#### [TASK GOAL]
Give the data again in full, exactly as written below.
= Beginning of Section =
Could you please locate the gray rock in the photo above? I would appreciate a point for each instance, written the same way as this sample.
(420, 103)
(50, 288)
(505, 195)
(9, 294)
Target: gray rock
= End of Section =
#### [FINISHED EXERCISE]
Could you please locate the gray rock in the photo above? I would appreciate a point for each instance, written the same way as this sample.
(420, 103)
(50, 288)
(505, 195)
(9, 294)
Target: gray rock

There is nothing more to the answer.